▶ Working data
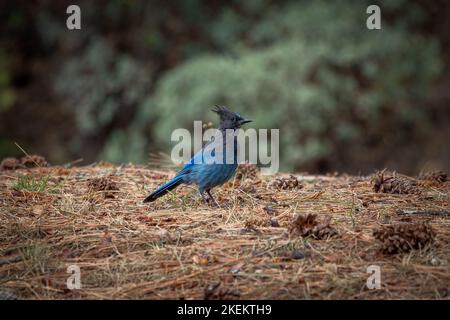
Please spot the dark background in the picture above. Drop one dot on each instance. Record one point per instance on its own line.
(344, 97)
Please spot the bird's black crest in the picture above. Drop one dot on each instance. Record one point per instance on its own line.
(221, 110)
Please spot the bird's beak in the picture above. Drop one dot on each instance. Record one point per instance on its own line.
(244, 121)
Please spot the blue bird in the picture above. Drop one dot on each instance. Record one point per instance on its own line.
(208, 169)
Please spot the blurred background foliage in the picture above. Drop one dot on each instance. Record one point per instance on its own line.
(344, 97)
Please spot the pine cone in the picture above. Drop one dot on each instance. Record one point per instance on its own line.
(247, 186)
(216, 292)
(309, 226)
(403, 237)
(247, 171)
(7, 294)
(34, 160)
(433, 176)
(10, 164)
(396, 184)
(104, 184)
(286, 183)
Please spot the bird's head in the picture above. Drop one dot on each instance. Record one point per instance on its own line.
(229, 119)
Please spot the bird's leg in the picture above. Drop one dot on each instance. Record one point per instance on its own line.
(214, 202)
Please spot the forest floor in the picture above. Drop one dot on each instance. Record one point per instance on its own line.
(283, 237)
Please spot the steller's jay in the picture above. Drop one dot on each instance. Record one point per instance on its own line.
(201, 169)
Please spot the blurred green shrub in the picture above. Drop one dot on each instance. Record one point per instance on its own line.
(7, 93)
(104, 88)
(313, 70)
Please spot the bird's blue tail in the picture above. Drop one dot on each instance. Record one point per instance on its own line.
(172, 184)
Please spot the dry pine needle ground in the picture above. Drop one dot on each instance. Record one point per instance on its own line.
(283, 237)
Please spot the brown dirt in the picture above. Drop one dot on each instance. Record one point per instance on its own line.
(179, 248)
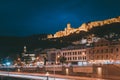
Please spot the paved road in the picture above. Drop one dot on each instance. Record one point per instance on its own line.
(37, 76)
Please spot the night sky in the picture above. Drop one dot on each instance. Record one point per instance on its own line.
(27, 17)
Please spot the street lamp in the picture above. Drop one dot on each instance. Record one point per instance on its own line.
(8, 64)
(47, 74)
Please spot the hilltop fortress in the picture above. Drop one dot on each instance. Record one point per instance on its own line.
(84, 27)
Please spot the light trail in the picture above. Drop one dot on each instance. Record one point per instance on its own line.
(43, 76)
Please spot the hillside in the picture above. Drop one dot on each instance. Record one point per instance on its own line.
(14, 45)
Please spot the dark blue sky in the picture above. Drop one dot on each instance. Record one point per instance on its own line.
(27, 17)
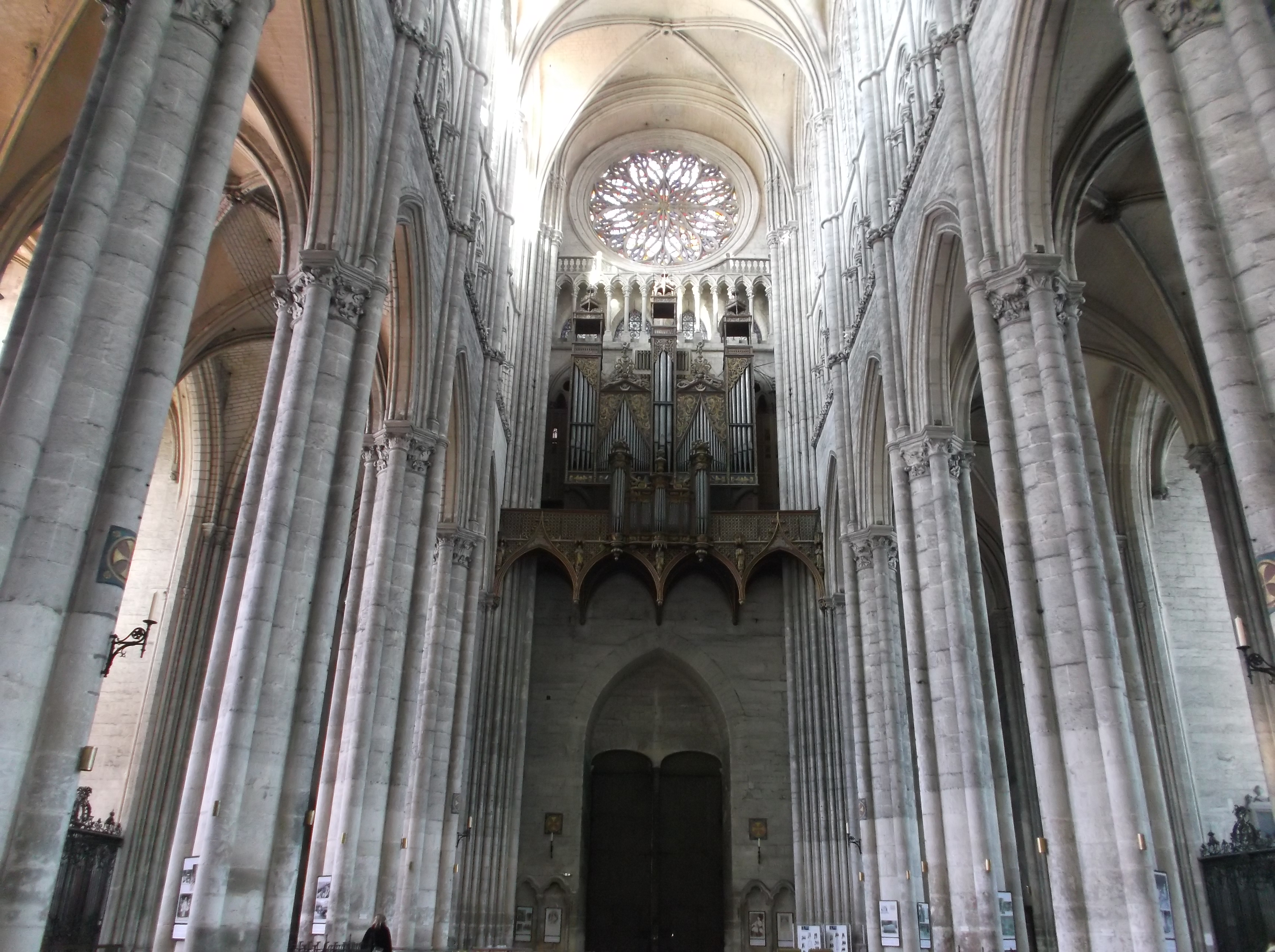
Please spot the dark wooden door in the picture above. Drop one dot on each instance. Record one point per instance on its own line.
(620, 875)
(656, 854)
(690, 885)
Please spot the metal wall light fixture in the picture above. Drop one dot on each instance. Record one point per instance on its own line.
(553, 828)
(1254, 662)
(134, 639)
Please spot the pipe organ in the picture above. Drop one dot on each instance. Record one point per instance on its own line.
(666, 402)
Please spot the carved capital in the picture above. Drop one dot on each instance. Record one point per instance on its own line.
(1203, 458)
(347, 301)
(420, 450)
(411, 32)
(213, 16)
(916, 463)
(862, 556)
(116, 9)
(889, 549)
(1010, 306)
(1181, 20)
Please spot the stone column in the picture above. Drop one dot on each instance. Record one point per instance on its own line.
(978, 806)
(114, 20)
(346, 834)
(104, 429)
(1107, 798)
(1207, 147)
(232, 589)
(915, 518)
(495, 777)
(892, 808)
(320, 826)
(1209, 463)
(72, 259)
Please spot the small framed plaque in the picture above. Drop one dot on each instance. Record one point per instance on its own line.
(924, 926)
(1009, 935)
(756, 927)
(323, 898)
(554, 924)
(786, 933)
(888, 910)
(185, 892)
(523, 917)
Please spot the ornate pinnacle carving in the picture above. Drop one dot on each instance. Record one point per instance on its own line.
(892, 551)
(1203, 458)
(1185, 18)
(347, 302)
(862, 556)
(1012, 305)
(213, 16)
(406, 29)
(916, 463)
(419, 453)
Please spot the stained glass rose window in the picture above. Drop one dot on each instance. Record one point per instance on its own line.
(664, 207)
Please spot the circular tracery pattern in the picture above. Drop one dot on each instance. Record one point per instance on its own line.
(664, 207)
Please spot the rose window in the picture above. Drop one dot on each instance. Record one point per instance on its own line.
(664, 207)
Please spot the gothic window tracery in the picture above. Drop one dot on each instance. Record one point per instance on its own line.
(664, 207)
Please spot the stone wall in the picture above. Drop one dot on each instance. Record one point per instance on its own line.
(624, 681)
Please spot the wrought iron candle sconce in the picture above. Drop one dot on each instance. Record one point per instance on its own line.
(1254, 662)
(137, 638)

▶ Your instructions
The records above are to be transcribed in full, with images omitted.

▶ Written response
Please spot the dark background in the picture above. Drop one dot on each instance. Record one point per instance on its own line.
(344, 97)
Please spot the bird's black crest in the picture above. Drop one dot on each instance. Record one point per instance on its own line.
(221, 110)
Please spot the bird's beak in the picture above. Drop one dot on each instance. Record one point per instance on its own line.
(244, 121)
Please spot the blue bird in the picture above. Drop one dot on each instance. Record one point per instance on its own line.
(208, 169)
Please spot the blurred background foliage in the picture above. Drop one dot on each instance. Record one point per instance on its own line.
(344, 97)
Please spot the pine cone in the picture above. Drop one dot on each instance. Record one point per instance on its own line.
(247, 186)
(216, 292)
(309, 226)
(403, 237)
(247, 171)
(7, 294)
(34, 160)
(433, 176)
(10, 164)
(396, 184)
(104, 184)
(286, 183)
Please spot the bird's head in the picture above. Drop one dot on each instance. Record one point per instance on its own line.
(229, 119)
Please spot the bird's leg in the picture above. Drop one dot on each instance. Record one point per instance on its own line.
(214, 202)
Please spot the forest floor in the picture above. Drop one dot on each instance. Record one point per instance on its own line.
(283, 237)
Please spot the steller's jay in the picture above. Drop one dot on each instance. Record one point per instance on its own line.
(201, 169)
Please spot the blurred green shrub in the picture above. Drop one dot on each instance. Record one point per instance on its own line.
(7, 93)
(104, 88)
(313, 70)
Please spot the bird's blue tail in the picture above. Drop one dot on each instance. Record one point per instance on its own line.
(172, 184)
Please spot the dry pine needle ground in the picture above. Drop one dot on each instance. Record one point per instance on its own line.
(283, 237)
Please spot the brown dirt in the picture above. Drop one dot on each instance. Record one point per instance on its own line.
(179, 248)
Please spot the paved road in the picture above. Drop one dot on each instance. Record one point per instance on its own line.
(37, 76)
Please spot the night sky in the picture above. Drop one dot on each instance. Record one point per instance on its own line.
(27, 17)
Please spot the street lamp in the picture above. Drop one dot on each instance. Record one point per instance on its own line.
(8, 64)
(47, 74)
Please spot the hilltop fortress in the picture above. Drop one dot on each instance. Record one point per instance on its own line.
(84, 27)
Please spot the light trail in the picture above. Drop one dot on each instance. Record one point per instance on its own line.
(43, 76)
Please spot the hillside in the picture above. Drop one dot on each instance. Record one point per instance on its own line.
(14, 45)
Please spot the dark blue sky in the picture above. Drop one dot on each instance. Record one point per instance on its own line.
(27, 17)
Please spot the dark wooden door in the picture above. Drop one dot on each instance. Record one point per instance on its own line.
(620, 875)
(656, 854)
(690, 885)
Please spot the metal wall light fixture in the picture above. Drop one dot on each instance. Record one point per instance on its own line.
(553, 828)
(1254, 662)
(134, 639)
Please spot the pipe organ in the picture above. Drop one dot on each instance. Record one point per instance on its own line.
(666, 402)
Please spot the carved capital in the picture above. Drop one dot on each instance. Record one point per instance on its own line.
(1203, 458)
(347, 301)
(420, 450)
(411, 32)
(213, 16)
(916, 463)
(862, 556)
(116, 9)
(889, 549)
(1010, 306)
(1181, 20)
Please spot the stone column in the picture above. Drop one dot on each instance. Record one point per instance on its own line.
(978, 806)
(114, 20)
(346, 834)
(104, 429)
(1107, 798)
(1207, 147)
(232, 589)
(915, 518)
(495, 777)
(892, 808)
(320, 826)
(1209, 463)
(72, 259)
Please spot the small framed plaque in the picture above. Drop one dot on each instance. Record one point per instance on its own line.
(924, 926)
(1009, 935)
(756, 927)
(323, 898)
(554, 924)
(786, 933)
(888, 910)
(185, 892)
(523, 917)
Please spot the ornate pinnacle carving in the picture above. Drop one dot on each instance. Record one point per instance on its own line.
(892, 551)
(1203, 458)
(1185, 18)
(347, 302)
(862, 556)
(1012, 305)
(213, 16)
(406, 29)
(916, 463)
(419, 453)
Please spot the stained glass rose window in the picture above. Drop one dot on each instance. Record one point per instance on its own line.
(664, 207)
Please spot the circular tracery pattern in the picture above. Drop one dot on each instance. Record one point per instance on its own line.
(664, 207)
Please spot the rose window in the picture above. Drop one dot on each instance. Record one point per instance on its own line.
(664, 207)
Please spot the gothic window tracery in the picture above. Drop one dot on each instance. Record one point per instance on its own line.
(664, 207)
Please spot the stone wall in the picture above. Drop one dot on each instance. Record one point per instance on its own line.
(624, 681)
Please spot the wrought iron candle sconce in the picture above. Drop one dot on each instance. Record one point per instance on its own line.
(1254, 662)
(137, 638)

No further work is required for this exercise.